INSTRUCCIONES DE TRABAJO
Escala todo lo que va desde la línea que contiene "the gray sky" hasta la que contiene "left=0, top=0, right=599, bottom=544", ambas incluidas. Vuelve a escribir esas líneas completas, sin omitir ninguna, con cada valor de coordenada multiplicado por 1,6 y redondeado a un número entero (los medios, hacia arriba).

DATOS EN BRUTO
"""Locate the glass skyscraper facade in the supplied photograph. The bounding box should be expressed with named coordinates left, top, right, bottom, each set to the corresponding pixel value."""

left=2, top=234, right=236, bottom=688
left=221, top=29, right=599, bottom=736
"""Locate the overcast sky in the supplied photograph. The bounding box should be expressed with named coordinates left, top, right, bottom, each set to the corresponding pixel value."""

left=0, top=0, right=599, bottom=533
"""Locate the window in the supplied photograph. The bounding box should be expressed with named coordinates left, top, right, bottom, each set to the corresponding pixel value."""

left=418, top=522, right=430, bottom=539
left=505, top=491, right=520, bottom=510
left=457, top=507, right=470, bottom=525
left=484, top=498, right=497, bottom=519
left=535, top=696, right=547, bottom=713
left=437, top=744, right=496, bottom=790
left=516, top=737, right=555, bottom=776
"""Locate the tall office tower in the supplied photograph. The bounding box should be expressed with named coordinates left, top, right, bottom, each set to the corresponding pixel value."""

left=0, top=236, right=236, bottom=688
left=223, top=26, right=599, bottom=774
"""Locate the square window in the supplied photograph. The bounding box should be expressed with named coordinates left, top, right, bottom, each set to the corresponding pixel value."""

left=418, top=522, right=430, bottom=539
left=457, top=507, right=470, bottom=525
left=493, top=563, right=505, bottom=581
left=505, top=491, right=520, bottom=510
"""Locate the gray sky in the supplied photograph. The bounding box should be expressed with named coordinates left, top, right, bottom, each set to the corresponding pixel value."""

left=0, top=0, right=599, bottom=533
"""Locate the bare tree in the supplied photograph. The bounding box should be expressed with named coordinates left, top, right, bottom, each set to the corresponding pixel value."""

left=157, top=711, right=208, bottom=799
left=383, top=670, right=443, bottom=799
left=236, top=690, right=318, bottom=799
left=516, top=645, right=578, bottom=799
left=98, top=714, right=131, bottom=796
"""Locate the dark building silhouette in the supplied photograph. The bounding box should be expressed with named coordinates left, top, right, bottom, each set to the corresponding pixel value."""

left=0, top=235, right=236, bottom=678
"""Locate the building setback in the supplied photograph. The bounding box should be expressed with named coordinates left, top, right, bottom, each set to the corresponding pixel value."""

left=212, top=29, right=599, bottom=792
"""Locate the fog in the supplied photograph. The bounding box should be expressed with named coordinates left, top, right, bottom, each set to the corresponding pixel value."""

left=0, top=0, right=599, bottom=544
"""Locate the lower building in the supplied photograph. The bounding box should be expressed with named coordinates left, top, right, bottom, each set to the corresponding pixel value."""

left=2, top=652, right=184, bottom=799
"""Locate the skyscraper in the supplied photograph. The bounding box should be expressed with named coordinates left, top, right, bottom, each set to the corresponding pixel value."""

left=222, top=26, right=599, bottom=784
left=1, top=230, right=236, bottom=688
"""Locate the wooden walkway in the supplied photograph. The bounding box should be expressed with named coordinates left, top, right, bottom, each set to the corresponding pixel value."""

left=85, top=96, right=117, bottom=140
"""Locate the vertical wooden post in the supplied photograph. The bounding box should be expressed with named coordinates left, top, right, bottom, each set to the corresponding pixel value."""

RESPUESTA DEL EJERCICIO
"""Locate the gray sky in the supplied photograph. The bounding box should be expressed with named coordinates left, top, right, bottom, each set to the corresponding pixel value."""

left=0, top=0, right=958, bottom=853
"""Locate the bare tree in the supplied photograph. The bounding box should be expressed with named coordinates left, top, right, bottom, each set to the corresponding pixel value."""

left=251, top=1138, right=333, bottom=1278
left=613, top=1072, right=709, bottom=1278
left=378, top=1104, right=509, bottom=1278
left=826, top=1032, right=925, bottom=1278
left=157, top=1142, right=210, bottom=1274
"""Locate the dark building silhouette in the supplied photograph. The bounding box should be expressed with named coordinates left, top, right, bottom, each set to the corresponding pixel value."""

left=0, top=376, right=378, bottom=1085
"""Locate the building setback in the supplied photograph. The bounding box should be expressed with named coordinates left, top, right, bottom, each set to the corresponding pixel value."""

left=339, top=46, right=958, bottom=1267
"""Locate the fog in the supplied photograph. The bounding box should be expressed with named coordinates left, top, right, bottom, each set to the corresponding pixel value."""

left=0, top=0, right=958, bottom=870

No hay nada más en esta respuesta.